Marvin Hamlisch’s 1975 musical about a group of dancers auditioning for an unnamed Broadway show is – like the late Hamlisch himself – one of the all-time greats. And to all intents and purposes and insofar as is possible, this revival is that 1975 production. Directed by original choreographer Bob Avian, this ‘Chorus Line’ shares everything bar a cast with its predecessor, from stark set design to striking lack of an interval to the antediluvian leotards sported by the cast’s female members.
The trouble is that in recent times, audition-centric reality TV shows like ‘The X Factor’ have so comprehensively co-opted ‘A Chorus Line’s emotional and narrative turf that what once seemed formally daring now teeters on the edge of cliché. The first half – in which each of the many auditionees shares a little of their life story with John Partridge’s director Zach – simply doesn’t feel structurally audacious any more, and lags when the spotlight is handed to one of the ensemble’s several weaker members.
========================================================================
#### SHORT PROBLEM 1
Copy the theater review from "Marvin Hamlisch’s 1975" to "cast’s female members.", changing "leotards" to "costumes".
#### SHORT PROBLEM 2
Write the next part of the review of the 'A Chorus Line' revival.
The items below have no connection to the theater review.

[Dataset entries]
========================================================================
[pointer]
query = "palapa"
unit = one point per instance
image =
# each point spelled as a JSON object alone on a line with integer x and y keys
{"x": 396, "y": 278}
========================================================================
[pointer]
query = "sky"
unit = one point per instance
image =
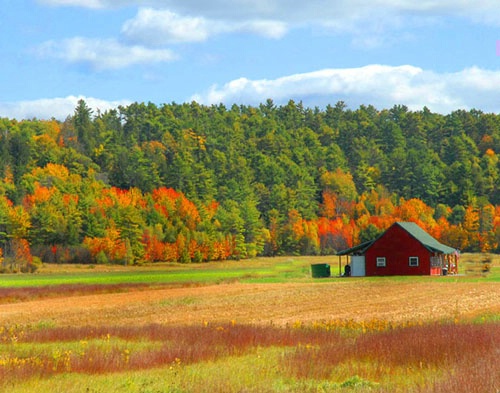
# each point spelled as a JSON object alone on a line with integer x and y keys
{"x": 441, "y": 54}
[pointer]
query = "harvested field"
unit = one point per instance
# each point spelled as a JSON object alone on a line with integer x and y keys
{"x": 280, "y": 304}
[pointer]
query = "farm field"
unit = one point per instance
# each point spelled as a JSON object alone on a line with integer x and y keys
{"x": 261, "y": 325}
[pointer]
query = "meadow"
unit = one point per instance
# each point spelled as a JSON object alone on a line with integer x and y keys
========================================================================
#### RESULT 1
Marvin Hamlisch’s 1975 musical about a group of dancers auditioning for an unnamed Broadway show is – like the late Hamlisch himself – one of the all-time greats. And to all intents and purposes and insofar as is possible, this revival is that 1975 production. Directed by original choreographer Bob Avian, this ‘Chorus Line’ shares everything bar a cast with its predecessor, from stark set design to striking lack of an interval to the antediluvian costumes sported by the cast’s female members.

#### RESULT 2
But for every stodgy first half moment there’s a strong one, and the cast’s bigger names earn their place in the line: Leigh Zimmerman is very funny and very sexy as the waspish Sheila; Victoria Hamilton-Barritt injects grit and heart into feisty Diana; and former ‘EastEnders’ man Partridge is both ruggedly charismatic and astoundingly light on his feet as Zach. And following Scarlett Strallen’s powerful solo turn as fallen leading lady Cassie, the musical really finds its gear. The second half ensemble numbers are genuinely subversive, as the cast enters a mannequin-like lockstep that’s part gorgeous, part depressing as these sparky individuals achieve their ‘dream’ of becoming part of a faceless mass.
And the score is wonderful, an elegant mix of restrained orchestral gorgeousness and sizzling pre-disco funk, daft early numbers giving way to the climactic double whammy of hauntingly incomplete showtune ‘One’ and tender ballad ‘What I Did for Love’.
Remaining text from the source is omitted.